§ **DOCUMENT TEXT**:
# # #

A series of letters written by Prince Charles to Jimmy Savile before he was revealed as Britain’s worst child abuser has just been published. Savile responsible for unimaginable crimes against children is also known to have performed sex acts on corpses in hospital morgues. Savile used charity work as a cover for his paedophilia, raising millions to build the new Stoke Mandeville Hospital for spinal injuries which Princess Diane opened in 1983. He was given 24 hour access to all wards, it later emerged that Savile had sexually abused numerous patients at Stoke Mandeville Hospital, many of them paralysed.
In 1989 Prince Charles requested Jimmy Savile’s help in improving the Royal Family’s image after a comment was made by the Duke of York on a visit to Lockerbie, where 270 people died, stating “Of course it only affects the community in a very small way.’ On December 22, 1989 Charles also asked Jimmy Savile to help the Duchess of York with her public relations saying, ‘I can’t help feeling that it would be extremely useful to her if you could. I feel she could do with some of your straightforward common sense.’
Charles also asked Savile for advice on improving speeches and helping him with public visits to charities. On July 4, 1991he wrote from Highgrove House: ‘Dear Jimmy, I can’t tell you how grateful I am for the most useful assistance you have provided for my speech in the Guildhall the other day. ‘I t was really good of you to take the trouble to put together those splendid notes and provide me with considerable food for thought. ‘Whether you think the final result is in any way worthwhile is another matter. With renewed and heartfelt thanks, Charles.’
In 1989 in answer to requests from Prince Charles, Jimmy Savile drew up a five page PR guide on how the royals should respond to significant incidents, this was sent to Prince Charles at his request and adopted in part.
Savile told Charles: ‘There must be an ‘incident room’ with several independent phone lines, teletext etc. The Queen should be informed in advance of any proposed action by Family members’. This crisis unit should be run by ‘a special person with considerable experience in such matters’, adding that he (Savile) could speak with confidence on such matters, saying: ‘I get into St James Palace and Buckingham Palace on a regular basis’.

# # #

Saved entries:
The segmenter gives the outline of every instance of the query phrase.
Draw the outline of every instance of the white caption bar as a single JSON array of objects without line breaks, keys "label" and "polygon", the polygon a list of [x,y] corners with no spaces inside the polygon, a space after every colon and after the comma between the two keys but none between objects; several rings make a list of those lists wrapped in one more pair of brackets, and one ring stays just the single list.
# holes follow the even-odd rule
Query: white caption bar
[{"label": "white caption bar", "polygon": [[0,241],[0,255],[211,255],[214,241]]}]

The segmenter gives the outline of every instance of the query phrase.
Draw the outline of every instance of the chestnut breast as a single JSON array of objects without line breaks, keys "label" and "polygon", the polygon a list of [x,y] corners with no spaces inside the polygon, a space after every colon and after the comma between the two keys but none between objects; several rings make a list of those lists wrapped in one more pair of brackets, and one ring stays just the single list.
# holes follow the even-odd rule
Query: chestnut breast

# # #

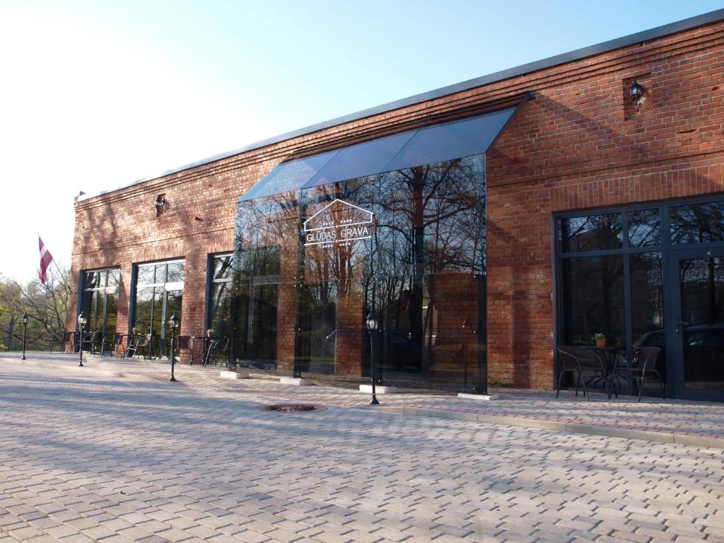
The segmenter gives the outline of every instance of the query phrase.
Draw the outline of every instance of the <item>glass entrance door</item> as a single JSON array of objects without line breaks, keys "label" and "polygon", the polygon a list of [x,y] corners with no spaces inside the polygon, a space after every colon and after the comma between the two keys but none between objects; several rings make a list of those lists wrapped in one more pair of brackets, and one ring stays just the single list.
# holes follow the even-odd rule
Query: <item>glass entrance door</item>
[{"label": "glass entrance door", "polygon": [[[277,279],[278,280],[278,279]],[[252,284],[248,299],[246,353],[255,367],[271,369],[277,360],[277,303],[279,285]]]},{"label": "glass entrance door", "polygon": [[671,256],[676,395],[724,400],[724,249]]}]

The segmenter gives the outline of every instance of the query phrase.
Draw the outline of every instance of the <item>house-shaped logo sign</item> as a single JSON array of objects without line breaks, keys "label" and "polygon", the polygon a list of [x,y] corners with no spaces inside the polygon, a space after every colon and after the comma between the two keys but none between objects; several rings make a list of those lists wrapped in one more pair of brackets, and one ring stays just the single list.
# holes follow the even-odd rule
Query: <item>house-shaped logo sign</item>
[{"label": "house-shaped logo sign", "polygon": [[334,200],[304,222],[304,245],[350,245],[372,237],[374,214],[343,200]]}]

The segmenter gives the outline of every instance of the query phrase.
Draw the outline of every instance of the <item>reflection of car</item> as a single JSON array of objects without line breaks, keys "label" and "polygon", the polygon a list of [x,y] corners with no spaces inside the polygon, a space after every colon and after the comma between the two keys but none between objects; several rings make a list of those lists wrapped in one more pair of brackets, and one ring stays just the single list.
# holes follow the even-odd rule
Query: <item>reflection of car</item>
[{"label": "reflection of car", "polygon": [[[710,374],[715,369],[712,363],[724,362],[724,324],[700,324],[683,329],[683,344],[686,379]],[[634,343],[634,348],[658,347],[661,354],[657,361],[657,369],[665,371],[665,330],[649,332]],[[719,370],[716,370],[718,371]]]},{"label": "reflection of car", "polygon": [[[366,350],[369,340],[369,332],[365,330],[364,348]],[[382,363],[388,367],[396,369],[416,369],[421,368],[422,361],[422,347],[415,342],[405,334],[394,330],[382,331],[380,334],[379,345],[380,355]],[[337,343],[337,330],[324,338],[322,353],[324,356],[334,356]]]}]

# # #

§ **TASKS FOR THIS EXERCISE**:
1 – Translate this sentence from the text on the Savile letters into Spanish: "Charles also asked Savile for advice on improving speeches and helping him with public visits to charities."
2 – Answer these questions using the text on the Savile letters:
(a) Which hospital did Savile raise millions to build?
(b) How many people died at Lockerbie?
(c) How many pages long was the PR guide Savile drew up in 1989?

§ **COMPLETED EXERCISE**:
1 – Carlos también le pidió consejo a Savile para mejorar sus discursos y para que lo ayudara con las visitas públicas a organizaciones benéficas.

2 –
(a) The new Stoke Mandeville Hospital for spinal injuries
(b) 270
(c) Five